Scale the stretch of items from the line containing "Game engine object recognition — detect work" through the line containing "172, 114, 182, 124", both included. Rewrite every line in that stretch, request lines included, and multiply each coordinate in the answers by 0.3, rounding to whole numbers with halves rounded up. Output only those lines.
[Begin Records to process]
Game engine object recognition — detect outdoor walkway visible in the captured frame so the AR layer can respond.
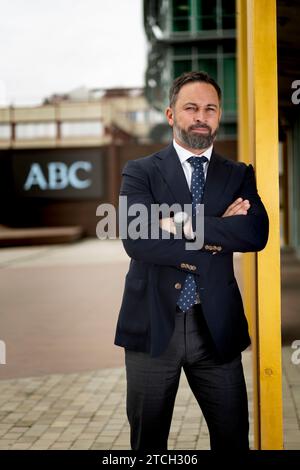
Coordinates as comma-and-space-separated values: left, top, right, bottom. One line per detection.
0, 240, 300, 450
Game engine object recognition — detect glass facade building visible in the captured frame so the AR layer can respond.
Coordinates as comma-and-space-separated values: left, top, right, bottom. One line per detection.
144, 0, 237, 139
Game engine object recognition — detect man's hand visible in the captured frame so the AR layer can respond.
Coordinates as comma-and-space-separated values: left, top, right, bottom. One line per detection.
159, 217, 195, 240
222, 197, 250, 217
159, 217, 176, 235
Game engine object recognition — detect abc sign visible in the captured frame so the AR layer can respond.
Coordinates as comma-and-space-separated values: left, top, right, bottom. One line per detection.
24, 161, 92, 191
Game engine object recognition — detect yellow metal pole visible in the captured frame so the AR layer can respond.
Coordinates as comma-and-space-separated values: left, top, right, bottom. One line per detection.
236, 0, 260, 449
247, 0, 283, 450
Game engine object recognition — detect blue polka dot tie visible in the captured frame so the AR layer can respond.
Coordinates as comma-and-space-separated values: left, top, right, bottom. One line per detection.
177, 157, 208, 312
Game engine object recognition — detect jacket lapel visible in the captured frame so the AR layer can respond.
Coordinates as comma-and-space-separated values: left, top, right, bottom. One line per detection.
156, 144, 192, 205
155, 143, 232, 215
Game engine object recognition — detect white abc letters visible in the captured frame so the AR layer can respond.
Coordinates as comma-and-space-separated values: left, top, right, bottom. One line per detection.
24, 161, 92, 191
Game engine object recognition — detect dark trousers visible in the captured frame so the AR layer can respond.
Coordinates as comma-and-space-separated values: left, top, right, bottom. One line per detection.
125, 304, 249, 451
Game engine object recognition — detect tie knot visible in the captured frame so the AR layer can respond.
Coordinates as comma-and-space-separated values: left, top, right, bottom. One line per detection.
188, 157, 208, 169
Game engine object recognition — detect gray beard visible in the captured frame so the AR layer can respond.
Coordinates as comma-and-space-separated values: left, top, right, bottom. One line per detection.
174, 122, 218, 150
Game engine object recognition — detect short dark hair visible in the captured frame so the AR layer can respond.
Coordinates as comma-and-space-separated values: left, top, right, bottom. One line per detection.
169, 71, 222, 106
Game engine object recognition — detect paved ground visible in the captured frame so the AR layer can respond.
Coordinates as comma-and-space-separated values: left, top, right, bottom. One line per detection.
0, 240, 300, 449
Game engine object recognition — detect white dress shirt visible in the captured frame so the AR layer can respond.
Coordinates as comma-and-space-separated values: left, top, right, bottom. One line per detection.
173, 139, 213, 189
173, 139, 213, 304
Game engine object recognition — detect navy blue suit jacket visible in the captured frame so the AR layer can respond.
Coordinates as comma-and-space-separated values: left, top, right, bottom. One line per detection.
115, 144, 269, 361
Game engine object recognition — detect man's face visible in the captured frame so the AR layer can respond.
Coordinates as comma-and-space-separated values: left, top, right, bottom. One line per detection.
166, 82, 221, 151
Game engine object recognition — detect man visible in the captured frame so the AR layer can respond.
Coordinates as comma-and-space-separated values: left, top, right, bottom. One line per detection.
115, 72, 268, 450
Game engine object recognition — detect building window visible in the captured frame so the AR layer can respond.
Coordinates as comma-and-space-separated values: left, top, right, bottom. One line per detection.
172, 41, 236, 115
171, 0, 235, 33
0, 124, 11, 140
172, 0, 192, 31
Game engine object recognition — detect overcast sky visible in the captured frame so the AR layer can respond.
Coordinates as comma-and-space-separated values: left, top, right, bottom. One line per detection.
0, 0, 147, 105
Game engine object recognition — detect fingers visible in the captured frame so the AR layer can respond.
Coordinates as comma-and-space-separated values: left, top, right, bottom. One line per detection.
159, 217, 176, 235
223, 197, 250, 217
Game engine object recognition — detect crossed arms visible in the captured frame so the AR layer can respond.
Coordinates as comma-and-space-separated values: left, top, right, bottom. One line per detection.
120, 161, 269, 274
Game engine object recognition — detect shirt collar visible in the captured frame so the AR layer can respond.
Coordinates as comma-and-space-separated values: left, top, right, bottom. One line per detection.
173, 139, 213, 164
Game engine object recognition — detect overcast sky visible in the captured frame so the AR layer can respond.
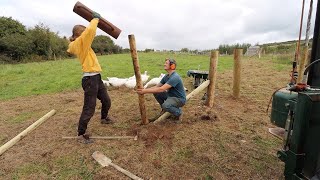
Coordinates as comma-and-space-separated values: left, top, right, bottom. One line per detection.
0, 0, 317, 50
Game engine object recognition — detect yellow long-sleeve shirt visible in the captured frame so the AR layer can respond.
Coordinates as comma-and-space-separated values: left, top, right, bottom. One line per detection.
67, 18, 102, 72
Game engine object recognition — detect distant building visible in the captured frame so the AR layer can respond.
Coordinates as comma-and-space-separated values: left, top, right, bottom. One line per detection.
245, 46, 260, 57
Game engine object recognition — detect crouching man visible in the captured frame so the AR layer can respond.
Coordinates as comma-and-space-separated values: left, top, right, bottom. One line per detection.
137, 58, 186, 123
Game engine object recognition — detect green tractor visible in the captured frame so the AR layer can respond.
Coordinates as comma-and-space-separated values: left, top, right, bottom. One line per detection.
270, 0, 320, 180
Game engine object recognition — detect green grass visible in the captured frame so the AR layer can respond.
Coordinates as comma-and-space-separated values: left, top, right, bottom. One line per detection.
0, 53, 233, 100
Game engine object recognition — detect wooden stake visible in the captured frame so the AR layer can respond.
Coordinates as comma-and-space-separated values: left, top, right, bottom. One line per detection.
233, 49, 243, 98
153, 80, 210, 123
0, 109, 56, 155
62, 136, 138, 141
297, 46, 309, 83
92, 151, 142, 180
128, 34, 149, 124
205, 51, 219, 107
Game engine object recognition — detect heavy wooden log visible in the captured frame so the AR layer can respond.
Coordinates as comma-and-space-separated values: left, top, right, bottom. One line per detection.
0, 109, 56, 155
153, 80, 210, 123
205, 51, 219, 107
128, 34, 149, 124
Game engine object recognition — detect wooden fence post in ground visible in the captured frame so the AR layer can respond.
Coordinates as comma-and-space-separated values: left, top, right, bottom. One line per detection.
205, 51, 219, 107
128, 34, 149, 124
233, 49, 243, 98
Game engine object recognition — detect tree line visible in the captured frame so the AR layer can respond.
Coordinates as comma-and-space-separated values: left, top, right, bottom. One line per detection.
0, 16, 123, 63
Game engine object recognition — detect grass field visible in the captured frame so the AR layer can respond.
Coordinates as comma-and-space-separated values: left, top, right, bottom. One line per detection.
0, 53, 291, 180
0, 53, 233, 100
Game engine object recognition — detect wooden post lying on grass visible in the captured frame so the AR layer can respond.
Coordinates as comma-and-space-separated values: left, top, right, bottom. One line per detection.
0, 109, 56, 155
205, 51, 219, 107
233, 49, 243, 98
62, 136, 138, 141
128, 34, 149, 124
153, 80, 210, 123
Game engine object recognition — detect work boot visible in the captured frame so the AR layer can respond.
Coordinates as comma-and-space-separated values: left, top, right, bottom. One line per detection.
149, 109, 165, 122
100, 117, 113, 124
77, 134, 93, 144
172, 114, 182, 124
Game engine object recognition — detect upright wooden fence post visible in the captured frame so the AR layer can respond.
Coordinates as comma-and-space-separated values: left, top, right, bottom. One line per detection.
205, 51, 219, 107
233, 49, 243, 98
128, 34, 149, 124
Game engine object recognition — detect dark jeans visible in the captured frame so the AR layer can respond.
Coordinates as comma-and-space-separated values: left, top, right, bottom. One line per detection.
153, 92, 185, 116
78, 74, 111, 136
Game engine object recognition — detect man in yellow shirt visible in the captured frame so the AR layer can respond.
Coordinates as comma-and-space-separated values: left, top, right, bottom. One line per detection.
67, 12, 112, 144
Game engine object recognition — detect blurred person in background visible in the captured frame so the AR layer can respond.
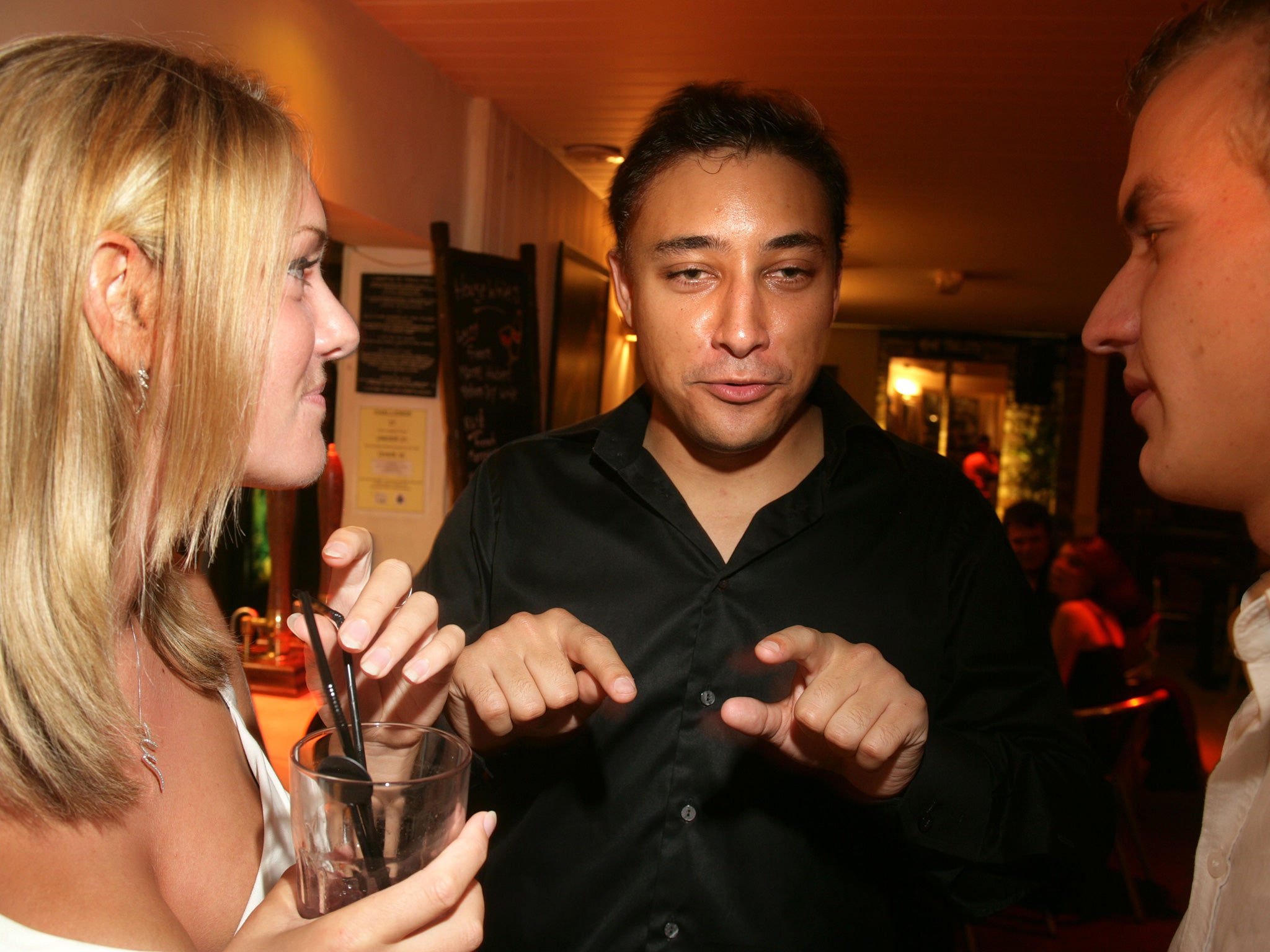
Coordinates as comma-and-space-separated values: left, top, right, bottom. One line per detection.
1048, 536, 1150, 707
1001, 499, 1054, 591
961, 435, 1001, 503
1083, 0, 1270, 952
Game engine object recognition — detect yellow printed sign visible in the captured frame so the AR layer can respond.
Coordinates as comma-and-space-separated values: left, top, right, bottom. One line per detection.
357, 406, 427, 513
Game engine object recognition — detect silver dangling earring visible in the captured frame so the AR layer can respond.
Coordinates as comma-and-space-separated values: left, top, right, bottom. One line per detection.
128, 622, 164, 793
133, 367, 150, 413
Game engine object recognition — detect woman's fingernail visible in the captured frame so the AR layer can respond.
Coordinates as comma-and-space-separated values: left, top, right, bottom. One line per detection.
362, 647, 393, 678
339, 618, 371, 651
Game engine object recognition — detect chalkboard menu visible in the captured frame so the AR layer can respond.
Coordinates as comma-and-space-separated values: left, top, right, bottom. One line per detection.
357, 274, 438, 397
432, 222, 541, 498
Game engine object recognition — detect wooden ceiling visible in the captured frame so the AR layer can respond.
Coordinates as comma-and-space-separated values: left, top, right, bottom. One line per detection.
355, 0, 1183, 333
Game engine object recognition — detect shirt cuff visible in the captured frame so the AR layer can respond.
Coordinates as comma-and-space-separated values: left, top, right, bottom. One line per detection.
899, 733, 997, 861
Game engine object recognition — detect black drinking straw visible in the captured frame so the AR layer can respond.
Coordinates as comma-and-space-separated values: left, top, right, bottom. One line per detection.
296, 591, 391, 890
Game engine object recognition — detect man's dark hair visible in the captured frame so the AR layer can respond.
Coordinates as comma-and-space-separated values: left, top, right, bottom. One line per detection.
1126, 0, 1270, 118
608, 82, 850, 260
1001, 499, 1054, 539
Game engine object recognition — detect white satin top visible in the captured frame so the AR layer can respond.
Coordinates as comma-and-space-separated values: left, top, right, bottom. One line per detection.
0, 685, 296, 952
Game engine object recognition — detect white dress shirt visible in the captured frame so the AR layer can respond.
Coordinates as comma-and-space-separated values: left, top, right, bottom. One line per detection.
1170, 573, 1270, 952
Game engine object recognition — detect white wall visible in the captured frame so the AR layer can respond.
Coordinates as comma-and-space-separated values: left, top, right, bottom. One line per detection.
0, 0, 469, 246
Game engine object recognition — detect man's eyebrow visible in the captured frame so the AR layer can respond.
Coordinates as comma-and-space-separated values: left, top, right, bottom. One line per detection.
[End Records to process]
Solution:
Game engine object recognition — detect work boot visible in the captured frame so the AR layer can respond.
Coordinates as comma-and-space-separated values: left, top, right, bottom. One line per detection.
45, 33, 50, 37
30, 35, 34, 37
23, 40, 28, 43
52, 34, 55, 37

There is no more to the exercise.